Over the next two years he won a number of smaller races and handicap events and collected some useful prize money. In 1886, he travelled to England with Bill Beach who twice defended his World Title there. Kemp had no great success in England and returned to Australia where he continued to have wins in some of the local regattas and small match races. It was around this time that Kemp went into an intensive regime to improve his rowing. In 1887 he again meet Matterson on the Parramatta River and won with little effort.

==World Champion==
Kemp was something of a protégée of Beach or at least a training partner. After Beach had won the World Title (1884) and successfully defended an unprecedented six challenges he decided to retire in late 1887 as undefeated champion and announced he was handing the Title to Kemp. It would appear that Beach had arranged for Kemp to challenge for the Title and under the rules then in place declined to accept the challenge within the regulation three months thereby forfeiting the Title. There was no controlling body for the Title (nor for most professional sport titles of the time) so the arrangement stood despite many of the public believing that Kemp was not good enough and unworthy of the Title. A number of commentators believed the situation was rigged and were outraged at the situation.

Extracted records:
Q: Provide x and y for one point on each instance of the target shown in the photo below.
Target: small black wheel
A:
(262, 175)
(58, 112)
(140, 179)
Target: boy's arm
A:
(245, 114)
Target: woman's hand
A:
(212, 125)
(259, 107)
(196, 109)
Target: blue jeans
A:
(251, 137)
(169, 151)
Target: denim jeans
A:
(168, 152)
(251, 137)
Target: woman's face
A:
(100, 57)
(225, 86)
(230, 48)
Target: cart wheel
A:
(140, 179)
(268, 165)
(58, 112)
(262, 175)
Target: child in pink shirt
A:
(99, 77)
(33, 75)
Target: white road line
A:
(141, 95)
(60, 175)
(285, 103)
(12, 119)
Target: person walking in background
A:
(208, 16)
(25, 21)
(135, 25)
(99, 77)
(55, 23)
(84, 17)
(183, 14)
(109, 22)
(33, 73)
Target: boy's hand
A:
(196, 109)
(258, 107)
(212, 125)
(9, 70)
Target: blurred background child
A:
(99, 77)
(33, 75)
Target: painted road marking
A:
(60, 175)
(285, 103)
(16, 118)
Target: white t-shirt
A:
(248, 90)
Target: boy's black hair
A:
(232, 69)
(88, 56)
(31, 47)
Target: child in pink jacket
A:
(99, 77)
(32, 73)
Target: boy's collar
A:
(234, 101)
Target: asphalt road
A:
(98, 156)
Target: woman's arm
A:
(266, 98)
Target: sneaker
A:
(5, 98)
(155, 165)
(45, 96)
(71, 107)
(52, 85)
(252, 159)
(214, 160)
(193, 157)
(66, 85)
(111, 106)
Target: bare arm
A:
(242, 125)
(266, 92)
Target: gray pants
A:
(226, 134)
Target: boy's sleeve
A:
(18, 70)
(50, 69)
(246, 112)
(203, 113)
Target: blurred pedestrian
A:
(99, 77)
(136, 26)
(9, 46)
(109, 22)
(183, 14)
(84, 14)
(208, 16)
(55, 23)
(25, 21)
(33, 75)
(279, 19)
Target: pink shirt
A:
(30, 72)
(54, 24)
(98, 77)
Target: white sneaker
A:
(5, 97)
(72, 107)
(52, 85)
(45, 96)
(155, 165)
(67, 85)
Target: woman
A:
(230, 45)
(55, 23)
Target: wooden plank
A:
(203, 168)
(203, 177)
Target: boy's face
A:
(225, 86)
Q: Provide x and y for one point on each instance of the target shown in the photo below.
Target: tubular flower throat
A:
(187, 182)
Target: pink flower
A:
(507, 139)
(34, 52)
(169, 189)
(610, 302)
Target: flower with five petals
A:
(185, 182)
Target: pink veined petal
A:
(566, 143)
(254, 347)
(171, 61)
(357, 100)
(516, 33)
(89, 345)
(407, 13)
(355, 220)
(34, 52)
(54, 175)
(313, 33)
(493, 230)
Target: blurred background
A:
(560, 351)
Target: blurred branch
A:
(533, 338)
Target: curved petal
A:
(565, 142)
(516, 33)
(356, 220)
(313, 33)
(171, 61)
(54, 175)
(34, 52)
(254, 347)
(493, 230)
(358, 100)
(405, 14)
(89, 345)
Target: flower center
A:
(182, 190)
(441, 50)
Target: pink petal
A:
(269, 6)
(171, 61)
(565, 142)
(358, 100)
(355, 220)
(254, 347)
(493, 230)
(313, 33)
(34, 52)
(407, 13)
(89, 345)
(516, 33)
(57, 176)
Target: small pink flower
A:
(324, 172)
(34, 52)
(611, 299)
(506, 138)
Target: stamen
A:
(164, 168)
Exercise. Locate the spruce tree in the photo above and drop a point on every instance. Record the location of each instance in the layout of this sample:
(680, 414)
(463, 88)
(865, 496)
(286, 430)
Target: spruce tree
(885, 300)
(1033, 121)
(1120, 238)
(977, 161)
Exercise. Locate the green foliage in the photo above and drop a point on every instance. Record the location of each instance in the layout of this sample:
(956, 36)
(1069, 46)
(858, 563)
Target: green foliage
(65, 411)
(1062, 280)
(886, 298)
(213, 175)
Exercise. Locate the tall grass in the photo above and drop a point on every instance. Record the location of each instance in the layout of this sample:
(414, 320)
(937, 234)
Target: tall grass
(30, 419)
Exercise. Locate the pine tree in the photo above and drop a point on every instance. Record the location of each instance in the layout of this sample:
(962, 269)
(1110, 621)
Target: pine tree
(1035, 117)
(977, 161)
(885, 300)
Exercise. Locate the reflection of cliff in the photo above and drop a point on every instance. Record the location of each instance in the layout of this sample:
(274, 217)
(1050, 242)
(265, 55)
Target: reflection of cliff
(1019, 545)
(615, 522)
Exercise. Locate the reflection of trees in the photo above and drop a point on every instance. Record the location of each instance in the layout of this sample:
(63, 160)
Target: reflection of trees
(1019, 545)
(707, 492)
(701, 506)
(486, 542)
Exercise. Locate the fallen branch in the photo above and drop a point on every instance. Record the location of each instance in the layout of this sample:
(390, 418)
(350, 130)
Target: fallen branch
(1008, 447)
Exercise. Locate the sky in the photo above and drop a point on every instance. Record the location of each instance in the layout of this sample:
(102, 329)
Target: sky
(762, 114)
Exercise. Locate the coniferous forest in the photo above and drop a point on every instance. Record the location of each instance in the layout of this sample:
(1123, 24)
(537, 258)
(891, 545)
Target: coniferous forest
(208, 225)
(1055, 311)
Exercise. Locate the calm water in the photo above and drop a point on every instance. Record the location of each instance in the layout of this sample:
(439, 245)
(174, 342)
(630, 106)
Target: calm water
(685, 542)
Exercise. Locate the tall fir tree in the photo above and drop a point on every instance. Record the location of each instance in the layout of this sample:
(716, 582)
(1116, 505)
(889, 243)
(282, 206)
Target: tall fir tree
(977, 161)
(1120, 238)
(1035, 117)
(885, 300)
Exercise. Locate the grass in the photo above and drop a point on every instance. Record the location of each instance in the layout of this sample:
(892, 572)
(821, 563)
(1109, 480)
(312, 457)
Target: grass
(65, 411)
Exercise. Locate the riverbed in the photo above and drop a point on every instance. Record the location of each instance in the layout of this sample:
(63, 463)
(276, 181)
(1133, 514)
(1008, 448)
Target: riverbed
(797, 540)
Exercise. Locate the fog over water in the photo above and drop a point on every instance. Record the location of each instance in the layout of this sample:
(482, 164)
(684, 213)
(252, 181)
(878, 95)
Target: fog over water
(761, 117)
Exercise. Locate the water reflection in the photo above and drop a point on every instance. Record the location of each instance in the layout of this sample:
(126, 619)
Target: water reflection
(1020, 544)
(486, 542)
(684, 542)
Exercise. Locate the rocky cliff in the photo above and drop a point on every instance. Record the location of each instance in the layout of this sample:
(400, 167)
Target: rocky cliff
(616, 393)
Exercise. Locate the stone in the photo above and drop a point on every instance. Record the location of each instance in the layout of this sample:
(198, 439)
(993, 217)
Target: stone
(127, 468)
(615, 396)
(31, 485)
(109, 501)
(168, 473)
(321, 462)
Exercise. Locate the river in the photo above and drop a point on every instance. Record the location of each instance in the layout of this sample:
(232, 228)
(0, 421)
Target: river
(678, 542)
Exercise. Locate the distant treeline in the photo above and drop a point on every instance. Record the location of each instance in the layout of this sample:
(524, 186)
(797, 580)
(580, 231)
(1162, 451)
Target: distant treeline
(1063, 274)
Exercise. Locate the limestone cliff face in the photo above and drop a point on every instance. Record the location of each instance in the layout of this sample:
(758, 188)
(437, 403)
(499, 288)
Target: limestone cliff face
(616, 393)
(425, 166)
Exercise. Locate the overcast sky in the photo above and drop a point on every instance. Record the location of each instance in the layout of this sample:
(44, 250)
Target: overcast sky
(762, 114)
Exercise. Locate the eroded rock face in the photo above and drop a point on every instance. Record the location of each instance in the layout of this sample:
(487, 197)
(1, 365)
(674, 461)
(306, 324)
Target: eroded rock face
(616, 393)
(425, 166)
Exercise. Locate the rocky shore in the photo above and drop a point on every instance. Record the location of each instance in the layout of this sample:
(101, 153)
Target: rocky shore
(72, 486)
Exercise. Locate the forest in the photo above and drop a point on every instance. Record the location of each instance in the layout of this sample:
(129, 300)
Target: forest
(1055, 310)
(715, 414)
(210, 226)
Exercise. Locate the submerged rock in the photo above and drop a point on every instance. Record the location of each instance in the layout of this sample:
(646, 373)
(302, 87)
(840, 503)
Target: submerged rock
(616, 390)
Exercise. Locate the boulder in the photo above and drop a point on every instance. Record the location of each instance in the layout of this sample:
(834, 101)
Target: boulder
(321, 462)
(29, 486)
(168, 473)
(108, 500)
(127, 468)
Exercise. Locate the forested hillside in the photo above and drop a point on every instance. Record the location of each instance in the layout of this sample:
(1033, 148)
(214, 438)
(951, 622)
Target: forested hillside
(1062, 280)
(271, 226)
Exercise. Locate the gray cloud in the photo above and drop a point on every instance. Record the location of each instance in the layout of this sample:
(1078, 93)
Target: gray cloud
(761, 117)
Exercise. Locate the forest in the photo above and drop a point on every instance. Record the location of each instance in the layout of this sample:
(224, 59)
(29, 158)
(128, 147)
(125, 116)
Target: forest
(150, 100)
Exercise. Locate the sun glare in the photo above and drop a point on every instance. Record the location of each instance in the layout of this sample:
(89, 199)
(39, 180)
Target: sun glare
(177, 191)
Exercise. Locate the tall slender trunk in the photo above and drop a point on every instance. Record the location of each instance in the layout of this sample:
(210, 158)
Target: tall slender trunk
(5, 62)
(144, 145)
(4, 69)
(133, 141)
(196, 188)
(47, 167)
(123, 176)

What you need to do:
a – In the text about Kemp's rowing career, in what year did Beach win the World Title?
b – Update the stretch of the Kemp text from "Over the next" through "with little effort.", putting "Nepean River" in place of "Parramatta River".
c – Carry the account of Kemp's rowing career on past its final sentence.

Responses for each task:
a – 1884

b –
Over the next two years he won a number of smaller races and handicap events and collected some useful prize money. In 1886, he travelled to England with Bill Beach who twice defended his World Title there. Kemp had no great success in England and returned to Australia where he continued to have wins in some of the local regattas and small match races. It was around this time that Kemp went into an intensive regime to improve his rowing. In 1887 he again meet Matterson on the Nepean River and won with little effort.

c –
==First defence==

Kemp was keen to defend his otherwise empty title and to demonstrate his skills to the public. He wanted to prove he was worthy and so accepted a title challenge from Thomas Clifford, a fellow Australian. The race was set down for 11 February 1888 on the Parramatta River, Sydney, over the usual distance of three and a quarter miles and for a stake of £200 a side. Because of the situation more interest was shown by the public for this race that might normally have been the case. Several large harbour steamers were near the course and a large number of spectators lined the various vantage points on the banks. Kemp won the toss and chose the southern side which gave him an advantage. Kemp took the lead at the start and pulled steadily away from his opponent until at the mile point he was in the lead by four lengths. No effort by Clifford made any difference and Kemp crossed the line about six lengths ahead. The time was 23m.47.5s.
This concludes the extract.